• To do:
In the statement on food integrity, how much additional money was provided this year to support local authority sampling and testing?

• Supplied text:
□ □ □ □ □
The report recognises that we have some of the most robust food safety controls in the world and that we are working closely with public analyst laboratories to achieve more effective and efficient working in scientific services to support food standards. We have also provided an additional £2 million this year to support local authority sampling and testing to help protect consumers.
Professor Elliott has also highlighted the role that the food industry needs to play in the gathering and sharing of intelligence. We will build on what Professor Elliott has already achieved by helping to facilitate discussions across the industry and we will work with businesses to remove the duplication in the current industry-driven audit system while ensuring consumers remain protected.
Finally, to oversee the delivery of these recommendations I am establishing a cross-government group on food integrity and food crime. This group will build the better collaboration identified as being necessary between the departments with an interest in food integrity, surveillance and crime.
□ □ □ □ □
[Referring expression pointing records]
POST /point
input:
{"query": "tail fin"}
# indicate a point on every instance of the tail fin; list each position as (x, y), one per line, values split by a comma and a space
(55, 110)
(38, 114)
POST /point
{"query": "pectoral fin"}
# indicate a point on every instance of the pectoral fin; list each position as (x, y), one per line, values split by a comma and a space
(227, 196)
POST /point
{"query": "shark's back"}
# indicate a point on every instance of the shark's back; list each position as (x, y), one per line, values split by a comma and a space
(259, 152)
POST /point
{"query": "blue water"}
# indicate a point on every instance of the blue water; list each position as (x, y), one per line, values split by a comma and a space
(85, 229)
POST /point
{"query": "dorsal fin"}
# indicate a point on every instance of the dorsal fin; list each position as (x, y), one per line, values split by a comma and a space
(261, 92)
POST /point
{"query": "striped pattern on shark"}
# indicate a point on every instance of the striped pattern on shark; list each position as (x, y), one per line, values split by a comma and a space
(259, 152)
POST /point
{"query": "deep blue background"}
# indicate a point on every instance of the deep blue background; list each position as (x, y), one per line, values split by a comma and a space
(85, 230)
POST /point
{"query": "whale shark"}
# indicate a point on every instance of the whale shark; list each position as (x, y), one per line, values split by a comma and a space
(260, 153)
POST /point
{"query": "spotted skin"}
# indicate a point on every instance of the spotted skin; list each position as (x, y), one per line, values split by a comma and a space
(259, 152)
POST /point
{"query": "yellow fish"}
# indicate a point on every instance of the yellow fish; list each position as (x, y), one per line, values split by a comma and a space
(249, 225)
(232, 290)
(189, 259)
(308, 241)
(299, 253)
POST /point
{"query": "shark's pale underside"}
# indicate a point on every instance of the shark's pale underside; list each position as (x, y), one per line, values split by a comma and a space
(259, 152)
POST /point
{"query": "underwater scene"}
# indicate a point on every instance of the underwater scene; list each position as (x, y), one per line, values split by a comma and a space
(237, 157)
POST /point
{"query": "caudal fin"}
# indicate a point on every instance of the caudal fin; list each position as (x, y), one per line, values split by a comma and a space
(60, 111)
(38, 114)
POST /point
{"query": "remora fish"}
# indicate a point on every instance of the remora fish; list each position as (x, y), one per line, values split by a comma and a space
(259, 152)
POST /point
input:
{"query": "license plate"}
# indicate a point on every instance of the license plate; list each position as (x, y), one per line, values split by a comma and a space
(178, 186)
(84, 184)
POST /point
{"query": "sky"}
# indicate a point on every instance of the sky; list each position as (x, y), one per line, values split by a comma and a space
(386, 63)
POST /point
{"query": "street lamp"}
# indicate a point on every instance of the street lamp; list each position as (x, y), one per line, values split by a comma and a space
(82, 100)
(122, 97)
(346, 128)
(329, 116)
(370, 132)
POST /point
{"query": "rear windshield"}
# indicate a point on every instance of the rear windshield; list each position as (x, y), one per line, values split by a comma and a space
□ □ □ □ □
• Output of the exercise:
£2 million